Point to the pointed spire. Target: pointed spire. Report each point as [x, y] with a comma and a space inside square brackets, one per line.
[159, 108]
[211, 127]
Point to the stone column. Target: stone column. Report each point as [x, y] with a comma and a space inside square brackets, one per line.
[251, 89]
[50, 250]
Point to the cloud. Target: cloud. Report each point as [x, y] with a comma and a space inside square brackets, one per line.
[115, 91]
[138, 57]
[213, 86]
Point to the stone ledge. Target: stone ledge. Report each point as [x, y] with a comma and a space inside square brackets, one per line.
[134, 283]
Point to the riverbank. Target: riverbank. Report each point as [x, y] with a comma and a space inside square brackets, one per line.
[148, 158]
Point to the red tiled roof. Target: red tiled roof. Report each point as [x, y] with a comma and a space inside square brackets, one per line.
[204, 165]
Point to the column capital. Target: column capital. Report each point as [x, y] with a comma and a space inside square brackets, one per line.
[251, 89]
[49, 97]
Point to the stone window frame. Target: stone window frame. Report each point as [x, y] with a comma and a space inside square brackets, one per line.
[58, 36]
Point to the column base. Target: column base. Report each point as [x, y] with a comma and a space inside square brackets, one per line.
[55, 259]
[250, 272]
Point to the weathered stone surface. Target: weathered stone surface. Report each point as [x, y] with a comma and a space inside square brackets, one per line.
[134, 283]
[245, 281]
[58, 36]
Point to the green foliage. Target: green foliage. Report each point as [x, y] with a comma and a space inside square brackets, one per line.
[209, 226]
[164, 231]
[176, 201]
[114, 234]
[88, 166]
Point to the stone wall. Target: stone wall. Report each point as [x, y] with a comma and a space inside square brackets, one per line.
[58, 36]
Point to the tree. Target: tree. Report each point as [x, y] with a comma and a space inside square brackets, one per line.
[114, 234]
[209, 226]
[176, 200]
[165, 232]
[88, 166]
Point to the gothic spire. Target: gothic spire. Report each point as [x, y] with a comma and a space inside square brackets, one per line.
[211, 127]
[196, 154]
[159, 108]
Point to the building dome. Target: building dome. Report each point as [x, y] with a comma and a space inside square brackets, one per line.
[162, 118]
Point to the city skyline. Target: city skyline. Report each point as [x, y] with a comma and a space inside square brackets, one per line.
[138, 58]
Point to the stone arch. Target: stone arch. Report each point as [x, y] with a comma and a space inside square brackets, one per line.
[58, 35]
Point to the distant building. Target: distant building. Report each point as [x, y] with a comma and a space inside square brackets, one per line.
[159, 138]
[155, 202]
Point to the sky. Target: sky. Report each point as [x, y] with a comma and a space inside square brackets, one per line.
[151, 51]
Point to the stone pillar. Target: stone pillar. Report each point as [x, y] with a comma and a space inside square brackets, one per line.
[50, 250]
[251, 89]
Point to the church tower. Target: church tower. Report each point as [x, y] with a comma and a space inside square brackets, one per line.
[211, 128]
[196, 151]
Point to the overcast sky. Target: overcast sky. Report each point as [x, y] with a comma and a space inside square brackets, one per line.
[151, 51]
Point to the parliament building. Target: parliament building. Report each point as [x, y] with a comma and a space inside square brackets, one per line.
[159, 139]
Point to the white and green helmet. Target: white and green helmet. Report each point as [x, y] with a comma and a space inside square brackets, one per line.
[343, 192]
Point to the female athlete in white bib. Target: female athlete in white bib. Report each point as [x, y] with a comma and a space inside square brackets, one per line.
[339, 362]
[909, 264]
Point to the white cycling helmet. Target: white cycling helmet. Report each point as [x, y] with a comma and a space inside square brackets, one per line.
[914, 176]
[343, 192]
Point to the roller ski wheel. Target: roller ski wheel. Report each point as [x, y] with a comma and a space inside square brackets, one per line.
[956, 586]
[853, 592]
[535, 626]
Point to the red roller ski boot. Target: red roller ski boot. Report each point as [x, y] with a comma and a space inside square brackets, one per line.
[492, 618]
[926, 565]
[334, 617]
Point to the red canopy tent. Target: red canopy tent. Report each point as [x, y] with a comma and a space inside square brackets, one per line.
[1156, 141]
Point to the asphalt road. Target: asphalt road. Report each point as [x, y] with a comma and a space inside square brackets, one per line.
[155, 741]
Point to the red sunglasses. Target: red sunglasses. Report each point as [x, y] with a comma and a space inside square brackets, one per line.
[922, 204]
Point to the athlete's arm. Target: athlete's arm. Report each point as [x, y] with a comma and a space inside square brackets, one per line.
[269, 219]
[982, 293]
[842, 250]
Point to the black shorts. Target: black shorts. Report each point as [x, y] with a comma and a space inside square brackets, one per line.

### Exercise objective
Rewrite the lines above with "one per line" changed to "each on its own line" everywhere it occurs, leaving everything else the same.

### Answer below
Point to the pointed spire. Target: pointed spire. Report each point as [x, y] with a comma and a space inside square brackets, each on its own line.
[159, 108]
[211, 127]
Point to the stone column. Target: stone column. Report each point as [x, y] with a comma and a space inside square brackets, each on its own line.
[251, 89]
[50, 250]
Point to the cloud. Target: cloud. Report each point as [x, y] with a comma and a space inside square brackets, each on its own line.
[115, 91]
[138, 57]
[213, 86]
Point to the stone ledge. Target: stone ledge. Report each point as [x, y] with a comma and a space inside square brackets, each on its own line.
[134, 283]
Point to the riverbank. Target: riverbank. Report each point as [x, y] with a comma and a space inside square brackets, each on its own line.
[148, 158]
Point to the red tiled roof. Target: red tiled roof. Report each point as [x, y] with a comma and a space inside square brackets, each on its own line.
[204, 165]
Point to the column capital. Target: column capital. Report each point as [x, y] with a comma and a space inside square brackets, each on its own line.
[251, 89]
[49, 97]
Point to the stone window frame. Target: stone window frame. Report each point as [x, y] with a comma and a space inside square brackets, each on its own line.
[58, 36]
Point to the column base. Target: column base. Report each point as [x, y] with a comma and a space inside square brackets, each on its own line.
[55, 259]
[250, 272]
Point to the weathered stone surface. Target: weathered stone surface. Report each point as [x, y] with a comma and a space inside square brackets, each on its own line.
[134, 283]
[245, 281]
[58, 36]
Point to the green foliage. Target: green foliage. Report each point as [x, y] with a comma and a space inside square brackets, each on its own line.
[209, 226]
[164, 231]
[176, 201]
[114, 234]
[88, 166]
Point to the stone wall. Target: stone wall. Report each point as [x, y] with a comma and a space inside square brackets, each on its own line.
[58, 36]
Point to the tree. Target: tree. Report each point as [x, y] with a comma and a space inside square brackets, each on its own line.
[114, 234]
[209, 226]
[176, 200]
[165, 232]
[88, 166]
Point to the gothic spire. Target: gothic spire. Report each point as [x, y] with a comma and a space inside square brackets, each on its own line.
[211, 127]
[196, 154]
[159, 108]
Point to the building dome. Target: building dome. Report each point as [x, y] with a comma and a space inside square brackets, each on its own line.
[162, 118]
Point to the city skyline. Target: city skyline. Report each point as [x, y] with a comma and a space inside square brackets, each on its own line.
[138, 58]
Point to the stone arch. Target: stone arch. Report each point as [x, y] with a comma and a space inside square brackets, each on its own line.
[58, 35]
Point to the distant building. Target: distant building. Report each point as [x, y] with a comma and a space inside square brackets, each on its own line.
[159, 138]
[155, 202]
Point to the sky. Target: sky. Report each point as [x, y] with a comma and a space inside square brackets, each on its own line.
[151, 51]
Point to the stone pillar. Target: stone pillar. Report each point as [x, y] with a comma and a space inside square brackets, each on its own line.
[50, 250]
[251, 89]
Point to the church tower. Target: church tower. Report each point as [x, y] with a comma and a space inside square brackets, each on its own line.
[211, 128]
[196, 151]
Point to the overcast sky. Target: overcast sky. Report each point as [x, y] with a comma and a space inside square brackets, each on its own line.
[151, 51]
Point to the parliament building. Target: parliament building. Report each point as [x, y] with a comma and a space inside square brackets, each on its own line.
[159, 139]
Point to the white and green helmet. Target: white and green helmet. Report each point as [x, y] with a comma and a space inside square brackets, each on its own line.
[343, 192]
Point to the female athlete in white bib. Target: female athlete in white bib. Report each point as [x, y] with a comma and a space inside square brackets, each on its own line.
[339, 362]
[909, 264]
Point to the white cycling helmet. Target: white cycling helmet. Report each point as [x, y] with a comma and a space inside square brackets, each on its own line.
[914, 176]
[343, 192]
Point to the roller ski wheel. Target: roller ski wheel. Report each point as [x, y] with a comma and a space inside square brackets, each on its own line.
[956, 586]
[853, 592]
[535, 626]
Point to the red roller ski boot. Target: red roller ski boot. Report each point as [x, y] with a comma and a space inside square brackets, each on its own line.
[492, 618]
[926, 565]
[334, 617]
Point to the red canopy tent. Target: red canopy tent. Report each point as [x, y] with a comma and a space inside square brackets, each on its own line.
[1156, 141]
Point to the asphalt road. Target: asphalt road. Report each point as [x, y] with a comma and a space inside square brackets, each on its own line.
[155, 741]
Point to the red sunglasses. Target: red sunglasses. Report each point as [x, y] with a comma and a space inside square brackets, each on its own line.
[922, 204]
Point to the athlete's arm. Target: athlete's arm. Report each point as [x, y] with a comma and a space inside square brackets, each on its own line.
[269, 219]
[982, 293]
[842, 250]
Point to the black shorts. Target: black shorts. Report each point as [x, y] with a comma and a space inside square brackets, each on its own line.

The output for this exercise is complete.